▶ **Records for processing**:
* Start *

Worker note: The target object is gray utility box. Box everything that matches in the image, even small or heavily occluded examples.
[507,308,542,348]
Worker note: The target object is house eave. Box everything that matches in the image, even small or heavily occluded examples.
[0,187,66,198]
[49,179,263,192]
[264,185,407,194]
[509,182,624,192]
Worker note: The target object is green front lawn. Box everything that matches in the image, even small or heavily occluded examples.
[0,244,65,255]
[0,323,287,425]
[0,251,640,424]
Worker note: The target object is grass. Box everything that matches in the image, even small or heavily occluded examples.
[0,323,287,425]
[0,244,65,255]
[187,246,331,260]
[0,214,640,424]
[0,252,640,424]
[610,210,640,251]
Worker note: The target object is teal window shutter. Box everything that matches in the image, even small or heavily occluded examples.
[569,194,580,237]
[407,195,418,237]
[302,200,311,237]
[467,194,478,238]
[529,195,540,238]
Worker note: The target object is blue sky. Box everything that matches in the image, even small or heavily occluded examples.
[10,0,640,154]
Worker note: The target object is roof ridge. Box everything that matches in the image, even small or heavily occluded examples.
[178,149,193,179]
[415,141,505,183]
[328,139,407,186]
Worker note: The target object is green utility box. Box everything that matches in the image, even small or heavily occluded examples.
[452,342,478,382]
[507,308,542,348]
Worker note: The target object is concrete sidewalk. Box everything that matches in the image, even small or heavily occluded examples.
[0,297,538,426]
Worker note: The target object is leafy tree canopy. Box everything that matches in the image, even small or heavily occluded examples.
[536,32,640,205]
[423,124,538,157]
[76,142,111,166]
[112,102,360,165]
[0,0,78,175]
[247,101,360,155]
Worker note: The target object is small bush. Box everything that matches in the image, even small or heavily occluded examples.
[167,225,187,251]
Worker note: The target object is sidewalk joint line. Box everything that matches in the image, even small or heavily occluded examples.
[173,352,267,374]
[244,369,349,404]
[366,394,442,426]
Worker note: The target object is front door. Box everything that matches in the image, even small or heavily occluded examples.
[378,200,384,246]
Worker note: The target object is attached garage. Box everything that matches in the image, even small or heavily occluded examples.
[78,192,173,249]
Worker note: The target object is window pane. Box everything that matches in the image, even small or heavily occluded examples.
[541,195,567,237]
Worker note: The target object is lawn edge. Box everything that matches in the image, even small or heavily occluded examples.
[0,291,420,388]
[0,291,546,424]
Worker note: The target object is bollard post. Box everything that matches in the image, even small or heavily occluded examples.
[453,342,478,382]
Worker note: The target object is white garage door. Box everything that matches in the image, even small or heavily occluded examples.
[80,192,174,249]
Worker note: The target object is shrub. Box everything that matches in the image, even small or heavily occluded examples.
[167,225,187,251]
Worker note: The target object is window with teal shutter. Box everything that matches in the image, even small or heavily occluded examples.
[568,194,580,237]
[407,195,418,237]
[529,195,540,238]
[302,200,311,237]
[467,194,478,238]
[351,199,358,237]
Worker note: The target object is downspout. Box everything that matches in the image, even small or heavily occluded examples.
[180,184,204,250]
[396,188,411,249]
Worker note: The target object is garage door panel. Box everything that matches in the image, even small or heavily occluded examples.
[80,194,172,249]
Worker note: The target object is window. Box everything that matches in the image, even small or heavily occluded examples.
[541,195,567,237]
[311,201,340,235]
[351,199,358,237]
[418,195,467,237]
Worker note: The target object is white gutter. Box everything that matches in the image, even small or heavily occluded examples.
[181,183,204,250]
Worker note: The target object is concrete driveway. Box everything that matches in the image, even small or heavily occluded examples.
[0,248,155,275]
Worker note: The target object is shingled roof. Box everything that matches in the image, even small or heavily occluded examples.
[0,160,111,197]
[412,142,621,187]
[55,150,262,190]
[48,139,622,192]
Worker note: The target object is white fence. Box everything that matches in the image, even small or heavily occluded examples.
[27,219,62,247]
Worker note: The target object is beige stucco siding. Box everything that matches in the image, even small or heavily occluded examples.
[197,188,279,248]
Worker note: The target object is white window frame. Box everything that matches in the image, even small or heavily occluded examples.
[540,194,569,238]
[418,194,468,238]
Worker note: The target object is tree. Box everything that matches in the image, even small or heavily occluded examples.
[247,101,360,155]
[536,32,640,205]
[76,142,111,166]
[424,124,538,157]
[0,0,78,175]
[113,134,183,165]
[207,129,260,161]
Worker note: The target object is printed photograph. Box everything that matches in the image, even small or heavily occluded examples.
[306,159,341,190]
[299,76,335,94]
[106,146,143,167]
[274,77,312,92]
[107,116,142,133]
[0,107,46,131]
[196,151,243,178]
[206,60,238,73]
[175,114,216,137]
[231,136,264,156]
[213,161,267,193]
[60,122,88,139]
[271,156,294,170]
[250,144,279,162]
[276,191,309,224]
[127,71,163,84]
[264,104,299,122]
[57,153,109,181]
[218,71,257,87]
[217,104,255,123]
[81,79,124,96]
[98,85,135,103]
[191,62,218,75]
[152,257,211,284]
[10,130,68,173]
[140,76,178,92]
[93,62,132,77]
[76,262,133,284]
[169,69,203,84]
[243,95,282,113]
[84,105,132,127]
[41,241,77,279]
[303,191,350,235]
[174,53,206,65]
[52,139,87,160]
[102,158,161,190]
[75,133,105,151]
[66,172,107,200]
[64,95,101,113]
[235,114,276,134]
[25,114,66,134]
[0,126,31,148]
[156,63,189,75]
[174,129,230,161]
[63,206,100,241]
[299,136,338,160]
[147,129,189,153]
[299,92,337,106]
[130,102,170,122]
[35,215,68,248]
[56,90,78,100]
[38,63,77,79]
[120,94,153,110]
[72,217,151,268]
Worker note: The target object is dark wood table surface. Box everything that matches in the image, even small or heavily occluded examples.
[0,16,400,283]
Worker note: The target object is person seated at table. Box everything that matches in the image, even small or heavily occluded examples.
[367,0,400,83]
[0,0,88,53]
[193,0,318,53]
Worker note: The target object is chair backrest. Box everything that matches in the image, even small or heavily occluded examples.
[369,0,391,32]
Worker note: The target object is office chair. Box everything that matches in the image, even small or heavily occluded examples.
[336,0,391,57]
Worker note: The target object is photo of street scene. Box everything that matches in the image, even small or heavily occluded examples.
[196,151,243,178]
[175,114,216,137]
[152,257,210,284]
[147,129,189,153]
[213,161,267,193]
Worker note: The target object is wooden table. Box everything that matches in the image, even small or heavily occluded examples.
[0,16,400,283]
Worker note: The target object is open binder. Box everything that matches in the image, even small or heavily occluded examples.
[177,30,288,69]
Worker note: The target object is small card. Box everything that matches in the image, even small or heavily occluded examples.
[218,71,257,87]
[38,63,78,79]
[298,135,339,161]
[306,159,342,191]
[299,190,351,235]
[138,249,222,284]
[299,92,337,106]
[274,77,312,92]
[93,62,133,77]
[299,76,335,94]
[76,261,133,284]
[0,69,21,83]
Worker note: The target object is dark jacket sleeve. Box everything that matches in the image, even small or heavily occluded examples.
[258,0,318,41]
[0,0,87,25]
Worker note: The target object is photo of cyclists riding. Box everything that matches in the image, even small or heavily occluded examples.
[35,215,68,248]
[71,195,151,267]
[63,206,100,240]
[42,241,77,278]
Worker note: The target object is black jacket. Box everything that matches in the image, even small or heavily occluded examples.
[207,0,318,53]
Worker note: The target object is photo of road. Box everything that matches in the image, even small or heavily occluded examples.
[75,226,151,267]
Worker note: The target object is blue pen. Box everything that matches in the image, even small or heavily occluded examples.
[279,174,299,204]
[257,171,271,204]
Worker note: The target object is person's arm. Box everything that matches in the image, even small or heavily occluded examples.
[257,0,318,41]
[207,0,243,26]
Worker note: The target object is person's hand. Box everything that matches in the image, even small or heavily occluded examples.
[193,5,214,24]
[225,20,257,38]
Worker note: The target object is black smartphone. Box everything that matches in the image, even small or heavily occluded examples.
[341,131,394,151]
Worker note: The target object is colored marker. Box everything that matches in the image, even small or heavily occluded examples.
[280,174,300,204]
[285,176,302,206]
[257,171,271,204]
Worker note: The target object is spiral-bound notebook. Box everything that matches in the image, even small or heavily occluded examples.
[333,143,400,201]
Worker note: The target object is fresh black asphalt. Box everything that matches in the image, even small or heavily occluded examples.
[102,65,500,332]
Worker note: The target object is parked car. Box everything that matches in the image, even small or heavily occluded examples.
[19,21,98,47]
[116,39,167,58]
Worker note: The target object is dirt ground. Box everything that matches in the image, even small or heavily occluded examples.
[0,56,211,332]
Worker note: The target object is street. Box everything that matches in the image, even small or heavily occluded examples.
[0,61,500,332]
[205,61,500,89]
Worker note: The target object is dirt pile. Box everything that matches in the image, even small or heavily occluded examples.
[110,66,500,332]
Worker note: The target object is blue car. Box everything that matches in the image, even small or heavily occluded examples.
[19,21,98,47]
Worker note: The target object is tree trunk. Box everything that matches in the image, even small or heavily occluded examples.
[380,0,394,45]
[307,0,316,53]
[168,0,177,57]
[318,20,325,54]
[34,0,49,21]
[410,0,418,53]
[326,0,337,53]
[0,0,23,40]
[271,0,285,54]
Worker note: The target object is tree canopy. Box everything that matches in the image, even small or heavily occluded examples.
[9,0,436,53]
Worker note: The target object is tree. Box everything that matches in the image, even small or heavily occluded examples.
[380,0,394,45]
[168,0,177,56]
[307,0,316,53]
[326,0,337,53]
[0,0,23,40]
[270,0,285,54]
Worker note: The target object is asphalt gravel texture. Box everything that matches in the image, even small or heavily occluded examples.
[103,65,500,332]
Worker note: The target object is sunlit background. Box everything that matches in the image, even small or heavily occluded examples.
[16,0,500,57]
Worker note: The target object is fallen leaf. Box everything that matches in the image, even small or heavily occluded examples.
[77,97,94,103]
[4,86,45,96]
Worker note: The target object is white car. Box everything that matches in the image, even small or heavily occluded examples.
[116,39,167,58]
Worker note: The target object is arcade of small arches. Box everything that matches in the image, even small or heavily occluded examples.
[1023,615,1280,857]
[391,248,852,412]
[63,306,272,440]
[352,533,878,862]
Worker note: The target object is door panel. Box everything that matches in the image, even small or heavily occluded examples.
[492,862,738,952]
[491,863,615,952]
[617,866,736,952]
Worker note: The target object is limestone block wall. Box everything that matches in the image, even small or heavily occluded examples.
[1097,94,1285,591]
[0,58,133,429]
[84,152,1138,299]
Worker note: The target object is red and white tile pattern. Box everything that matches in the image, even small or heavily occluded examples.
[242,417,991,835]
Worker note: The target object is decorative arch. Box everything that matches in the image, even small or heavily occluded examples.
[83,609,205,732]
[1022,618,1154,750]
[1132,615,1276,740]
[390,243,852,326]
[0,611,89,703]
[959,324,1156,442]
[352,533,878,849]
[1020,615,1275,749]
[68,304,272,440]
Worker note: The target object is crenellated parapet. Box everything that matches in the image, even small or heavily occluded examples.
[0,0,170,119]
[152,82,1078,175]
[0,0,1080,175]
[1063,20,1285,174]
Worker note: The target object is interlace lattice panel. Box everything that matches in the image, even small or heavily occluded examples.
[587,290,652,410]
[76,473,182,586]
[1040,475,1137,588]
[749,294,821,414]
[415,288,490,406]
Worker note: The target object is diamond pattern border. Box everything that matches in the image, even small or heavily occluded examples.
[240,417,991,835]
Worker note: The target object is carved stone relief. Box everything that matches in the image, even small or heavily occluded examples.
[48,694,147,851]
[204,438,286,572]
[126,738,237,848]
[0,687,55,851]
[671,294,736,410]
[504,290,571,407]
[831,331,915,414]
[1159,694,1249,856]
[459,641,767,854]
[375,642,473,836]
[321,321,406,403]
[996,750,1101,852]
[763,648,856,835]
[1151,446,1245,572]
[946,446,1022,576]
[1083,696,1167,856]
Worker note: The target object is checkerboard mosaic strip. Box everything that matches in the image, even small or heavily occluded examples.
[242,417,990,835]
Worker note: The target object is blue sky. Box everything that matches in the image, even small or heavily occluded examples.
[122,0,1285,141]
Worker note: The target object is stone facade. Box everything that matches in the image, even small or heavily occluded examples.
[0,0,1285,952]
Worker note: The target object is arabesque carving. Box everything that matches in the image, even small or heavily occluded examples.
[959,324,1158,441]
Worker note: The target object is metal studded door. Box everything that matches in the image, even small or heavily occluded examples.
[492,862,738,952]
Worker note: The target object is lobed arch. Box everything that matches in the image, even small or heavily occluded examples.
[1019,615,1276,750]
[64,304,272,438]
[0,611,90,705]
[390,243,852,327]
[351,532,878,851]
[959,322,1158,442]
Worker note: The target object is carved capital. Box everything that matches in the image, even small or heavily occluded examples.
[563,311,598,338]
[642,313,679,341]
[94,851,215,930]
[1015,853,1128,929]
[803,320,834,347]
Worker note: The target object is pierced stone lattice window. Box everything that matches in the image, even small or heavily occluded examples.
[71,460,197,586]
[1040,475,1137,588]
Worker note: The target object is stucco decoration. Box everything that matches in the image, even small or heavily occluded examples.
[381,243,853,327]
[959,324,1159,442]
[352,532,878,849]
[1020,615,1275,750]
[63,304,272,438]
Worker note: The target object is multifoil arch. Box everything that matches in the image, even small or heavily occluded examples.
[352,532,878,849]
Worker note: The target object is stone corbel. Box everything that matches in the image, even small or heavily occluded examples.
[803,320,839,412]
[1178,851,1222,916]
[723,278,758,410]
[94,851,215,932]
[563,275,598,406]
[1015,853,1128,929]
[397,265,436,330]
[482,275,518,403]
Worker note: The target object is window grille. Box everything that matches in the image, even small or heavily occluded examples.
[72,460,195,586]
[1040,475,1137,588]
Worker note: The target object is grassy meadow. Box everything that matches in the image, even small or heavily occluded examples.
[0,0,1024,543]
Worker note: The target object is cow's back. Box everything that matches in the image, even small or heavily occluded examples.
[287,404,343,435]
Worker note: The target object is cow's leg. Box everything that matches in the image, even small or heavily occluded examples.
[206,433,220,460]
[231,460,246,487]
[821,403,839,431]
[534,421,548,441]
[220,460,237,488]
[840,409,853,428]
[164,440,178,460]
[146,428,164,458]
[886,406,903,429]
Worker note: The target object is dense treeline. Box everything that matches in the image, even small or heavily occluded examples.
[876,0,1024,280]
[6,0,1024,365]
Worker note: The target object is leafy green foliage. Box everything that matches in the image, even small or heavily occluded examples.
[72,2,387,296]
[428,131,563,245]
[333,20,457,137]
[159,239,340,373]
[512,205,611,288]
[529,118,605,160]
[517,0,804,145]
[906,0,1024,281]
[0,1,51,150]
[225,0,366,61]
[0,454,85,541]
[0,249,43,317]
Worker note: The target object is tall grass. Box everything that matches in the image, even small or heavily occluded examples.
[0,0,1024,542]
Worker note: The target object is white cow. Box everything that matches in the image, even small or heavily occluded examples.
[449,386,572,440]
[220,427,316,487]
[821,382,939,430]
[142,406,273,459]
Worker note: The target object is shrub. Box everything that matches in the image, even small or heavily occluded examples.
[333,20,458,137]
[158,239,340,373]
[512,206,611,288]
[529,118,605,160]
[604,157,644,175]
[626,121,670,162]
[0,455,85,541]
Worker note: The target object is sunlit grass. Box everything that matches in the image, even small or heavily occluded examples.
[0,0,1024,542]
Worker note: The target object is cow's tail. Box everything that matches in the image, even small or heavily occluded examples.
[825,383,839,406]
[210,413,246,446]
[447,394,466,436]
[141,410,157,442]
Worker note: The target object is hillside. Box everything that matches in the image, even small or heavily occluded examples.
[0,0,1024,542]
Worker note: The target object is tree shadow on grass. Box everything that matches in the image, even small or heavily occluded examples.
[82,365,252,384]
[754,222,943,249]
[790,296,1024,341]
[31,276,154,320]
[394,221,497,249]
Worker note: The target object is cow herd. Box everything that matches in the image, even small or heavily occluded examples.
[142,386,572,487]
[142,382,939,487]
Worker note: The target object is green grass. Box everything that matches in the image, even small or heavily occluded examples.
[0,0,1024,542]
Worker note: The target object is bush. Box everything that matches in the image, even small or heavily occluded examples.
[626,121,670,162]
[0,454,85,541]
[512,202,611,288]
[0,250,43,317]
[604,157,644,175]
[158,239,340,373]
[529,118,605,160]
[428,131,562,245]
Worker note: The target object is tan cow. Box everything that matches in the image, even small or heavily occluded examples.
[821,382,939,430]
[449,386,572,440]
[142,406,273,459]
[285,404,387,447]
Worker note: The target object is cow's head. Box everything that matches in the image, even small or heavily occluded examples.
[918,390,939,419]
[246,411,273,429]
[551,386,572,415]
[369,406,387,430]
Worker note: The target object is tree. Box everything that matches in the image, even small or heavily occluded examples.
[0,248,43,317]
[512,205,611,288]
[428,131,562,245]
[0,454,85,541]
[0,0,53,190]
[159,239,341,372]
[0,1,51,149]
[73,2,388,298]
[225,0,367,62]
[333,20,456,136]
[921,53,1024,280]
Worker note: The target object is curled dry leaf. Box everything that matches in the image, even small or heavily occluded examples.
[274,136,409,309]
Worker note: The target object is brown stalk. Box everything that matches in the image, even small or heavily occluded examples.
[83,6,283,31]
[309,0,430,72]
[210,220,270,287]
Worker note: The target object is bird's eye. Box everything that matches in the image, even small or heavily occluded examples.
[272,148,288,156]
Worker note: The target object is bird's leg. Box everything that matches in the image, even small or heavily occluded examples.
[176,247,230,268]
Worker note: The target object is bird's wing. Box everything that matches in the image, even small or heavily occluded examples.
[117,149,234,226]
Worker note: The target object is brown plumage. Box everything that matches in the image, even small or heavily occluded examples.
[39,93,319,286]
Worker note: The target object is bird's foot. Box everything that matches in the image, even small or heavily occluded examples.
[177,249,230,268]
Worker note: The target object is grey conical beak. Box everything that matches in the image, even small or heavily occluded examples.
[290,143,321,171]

* End *

▶ **What you are asked to do**: Reproduce the data above without changes, starting at the line that contains "Worker note: The target object is downspout." and ending after the line that contains "[207,129,260,161]".

▶ **Exercise response**:
Worker note: The target object is downspout. Box everything that matches in the image, even small or heavily occluded examples.
[180,184,204,250]
[396,188,411,249]
Worker note: The target object is garage door panel. Box everything that matches in the image, even small or heavily occluded examples.
[80,194,172,249]
Worker note: The target object is window. Box everything that matches in the image, even small or heavily occluded examples.
[541,195,567,237]
[311,201,340,235]
[351,199,358,237]
[418,195,467,237]
Worker note: The target object is white gutter. Box everything that matches in the image, even small or heavily occluded examples.
[181,183,204,250]
Worker note: The target object is concrete driveway. Box everything that matches in the image, even small or heavily occluded examples.
[0,248,155,275]
Worker note: The target object is shingled roof. Box everything that matches in the image, even small or heavily occluded examples.
[0,160,111,197]
[412,142,621,187]
[55,150,262,190]
[48,139,622,192]
Worker note: The target object is white fence. Box everything that matches in the image, even small or heavily occluded examples.
[27,219,62,247]
Worker note: The target object is beige stucco siding. Box everything that matches in the image, even small or heavily occluded examples.
[197,188,279,248]
Worker note: The target object is white window frame. Box everything that matches in the image, even small or heavily occluded examples.
[540,194,569,238]
[418,194,468,238]
Worker note: The target object is tree. Box everything that matches in the image, even small or heavily occluded examples.
[247,101,360,155]
[536,32,640,205]
[76,142,111,166]
[424,124,538,157]
[0,0,78,175]
[113,134,183,165]
[207,129,260,161]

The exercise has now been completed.